==== Provided passage ====
# Let's go bowling...



## healeydays (Jan 2, 2013)

Folks,

As some of you know, I also do repurposing of items into usable objects. I have the opportunity of picking up a couple old candlestick bowling lanes and was playing around with maybe making some coffee tables and alike with them. They are 42" wide and 2.5" thick. Anyone know if I'd even be able to get a standard circular saw thru a piece like this? 

Mike

p.s. Here are a couple misc pictures of type of things I build and sell. I pretty much corner the market up here on old treadle type sewing machine bases.


----------



## woodtickgreg (Jan 2, 2013)

You could probably get the saw through it with a new carbide blade. But beware, some of those old lanes used metal fasteners in them, check it with a metal detector before you cut it. A friend of mine had a stack of them and they had metal in them, made good work benches though!
==== Data section ====
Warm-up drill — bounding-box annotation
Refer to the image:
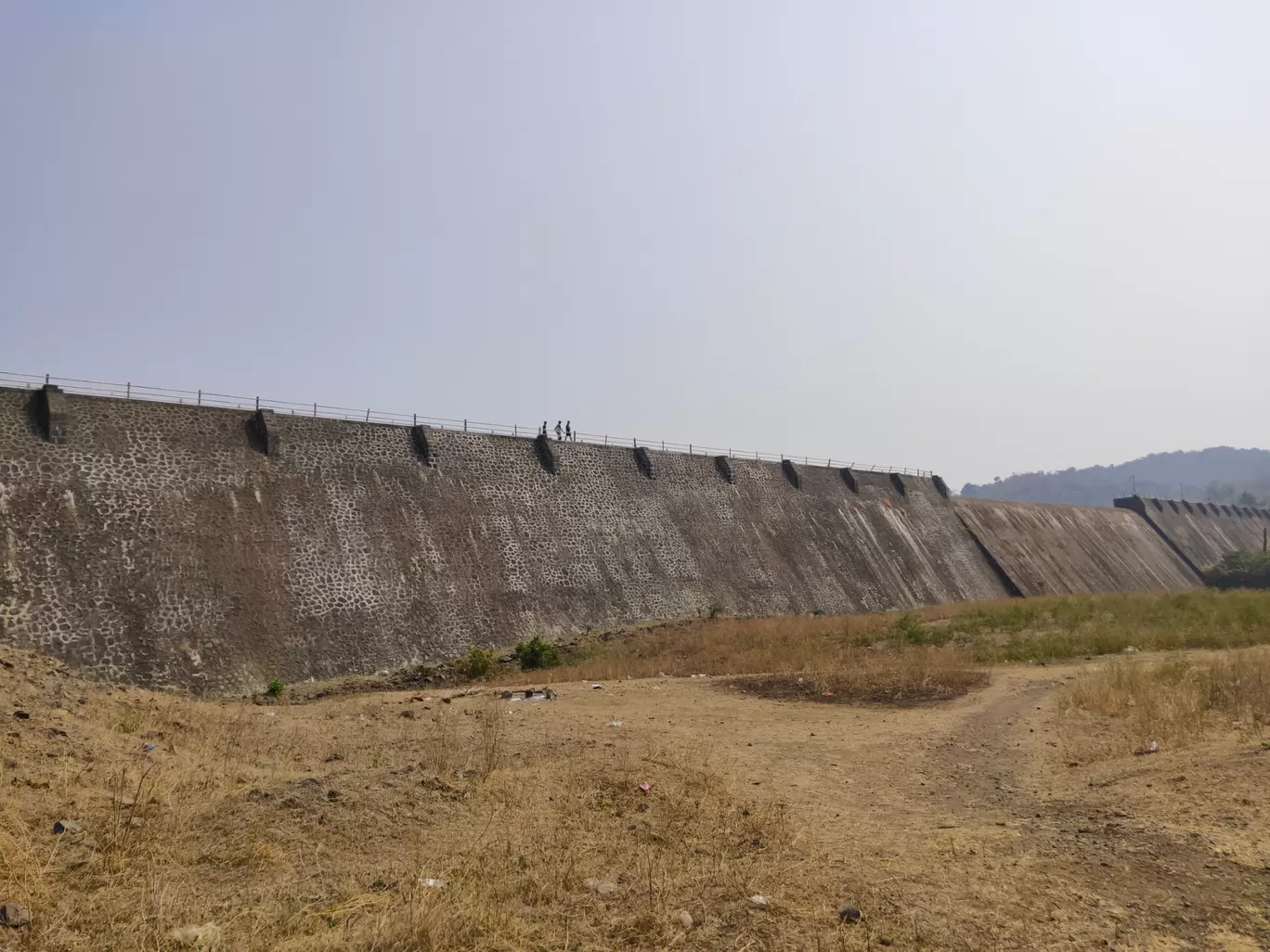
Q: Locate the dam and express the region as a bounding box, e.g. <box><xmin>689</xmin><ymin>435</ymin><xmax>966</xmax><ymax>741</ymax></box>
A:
====
◆ **Goal of the exercise**: Carry the forum thread about cutting old bowling lanes forward from its final post. The material plays no part in what follows.

◆ **Result of the exercise**:
----------



## healeydays (Jan 6, 2013)

Ok, guys, 

I just picked up 10 ft x 42" of 2 1/2" thick maple bowling lane and some candlepins. I'm going to make coffee tables out of them and am thinking of trimming out the edges of tables with a dark wood with maple dowels. I'm thinking of using the candlepins as feet, and as I know this is a New England thing, I have enclosed a couple pictures...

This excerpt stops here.